THE EXERCISE. Copy the following records line for line, with no changes.

GIVEN ENTRIES.

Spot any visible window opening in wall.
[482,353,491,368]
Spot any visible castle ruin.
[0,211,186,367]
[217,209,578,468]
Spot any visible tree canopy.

RESPONSE.
Spot any visible window opening in wall.
[482,353,491,368]
Spot any visible castle ruin.
[0,211,186,367]
[217,209,578,468]
Spot any visible tree canopy.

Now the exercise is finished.